• _Instructions to follow_
Your job is to transcribe all the records that follow, excluding any pictures.

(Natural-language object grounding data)
·····

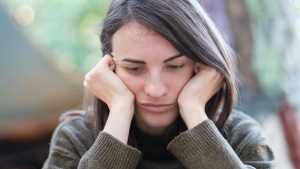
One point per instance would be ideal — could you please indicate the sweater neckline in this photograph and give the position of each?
(154, 148)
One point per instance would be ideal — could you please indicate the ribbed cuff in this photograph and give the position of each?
(112, 153)
(196, 144)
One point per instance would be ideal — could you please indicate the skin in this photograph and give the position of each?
(146, 77)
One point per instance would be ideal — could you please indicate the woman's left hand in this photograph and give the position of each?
(197, 91)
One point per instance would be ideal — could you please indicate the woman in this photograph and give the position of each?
(161, 97)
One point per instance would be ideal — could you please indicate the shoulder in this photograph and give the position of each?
(240, 121)
(74, 132)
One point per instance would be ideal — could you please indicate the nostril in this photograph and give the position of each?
(155, 90)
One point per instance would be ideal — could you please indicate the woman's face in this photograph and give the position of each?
(154, 71)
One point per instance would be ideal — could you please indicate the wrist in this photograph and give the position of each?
(192, 115)
(119, 120)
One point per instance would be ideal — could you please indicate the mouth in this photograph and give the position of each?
(156, 107)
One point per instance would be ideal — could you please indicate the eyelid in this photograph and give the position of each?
(175, 66)
(131, 69)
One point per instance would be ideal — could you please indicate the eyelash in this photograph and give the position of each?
(141, 69)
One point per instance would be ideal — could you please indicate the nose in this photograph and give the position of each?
(155, 87)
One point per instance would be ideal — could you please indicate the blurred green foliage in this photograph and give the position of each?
(67, 30)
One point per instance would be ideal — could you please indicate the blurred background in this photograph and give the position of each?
(46, 47)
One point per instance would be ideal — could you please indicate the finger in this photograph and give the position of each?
(197, 67)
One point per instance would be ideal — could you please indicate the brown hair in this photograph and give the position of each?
(188, 28)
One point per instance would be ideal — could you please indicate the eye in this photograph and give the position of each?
(175, 66)
(136, 69)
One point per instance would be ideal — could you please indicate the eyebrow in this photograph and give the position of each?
(143, 62)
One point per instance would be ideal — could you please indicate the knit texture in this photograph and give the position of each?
(239, 144)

·····

• _Task result_
One point per instance would be ideal — could you please indicate the sweater neckline in this photograph and give the position of each?
(154, 148)
One point per instance would be ideal — could you please indicate the ribbed cuff in this photograph and give the position of each?
(112, 153)
(196, 144)
One point per instance would be ideal — could you please indicate the skin in this photograph and give the position of each?
(146, 77)
One point per instance would be ideal — could you please indicate the woman's left hand in this photograph and give the position of each?
(197, 91)
One point per instance would be ideal — could you please indicate the woman in this photograph and give the position of each?
(161, 97)
One point per instance would be ideal — could you please indicate the shoulder in this photograph and give the position of each?
(240, 121)
(74, 132)
One point per instance would be ideal — could you please indicate the nostril in this photograph and give the position of each?
(155, 90)
One point per instance would be ideal — could you please indicate the woman's face in this photograph and give the position of each?
(154, 71)
One point per instance would be ideal — could you please indicate the wrist in this photograph and give the position of each?
(192, 115)
(119, 120)
One point per instance would be ideal — could you please indicate the mouth in this photograph and give the position of each?
(156, 107)
One point per instance would be ideal — could you please indicate the eyelid in this photograph and give the position of each?
(175, 66)
(131, 69)
One point per instance would be ideal — could you please indicate the eyelash in this photograph and give the position of each?
(141, 69)
One point per instance would be ideal — could you please indicate the nose in this photograph and give the position of each?
(155, 87)
One point per instance would be ideal — could you please indicate the blurred green foliage in this photograph and give the position of each?
(67, 30)
One point per instance would be ideal — could you please indicate the blurred background in this photograph and give the position of each?
(46, 47)
One point per instance would be ideal — could you please indicate the finger in this photograph and give the position of each?
(197, 67)
One point per instance would be ideal — could you please indicate the brown hair in this photograph and give the position of each?
(188, 28)
One point per instance would be ideal — could you please indicate the eye in this photograph and give the position of each?
(175, 66)
(136, 69)
One point per instance would be ideal — could you please indicate the eyebrow in this photograph and give the position of each?
(143, 62)
One point per instance would be ideal — could you please indicate the knit texture in this photograph and give the position of each?
(239, 144)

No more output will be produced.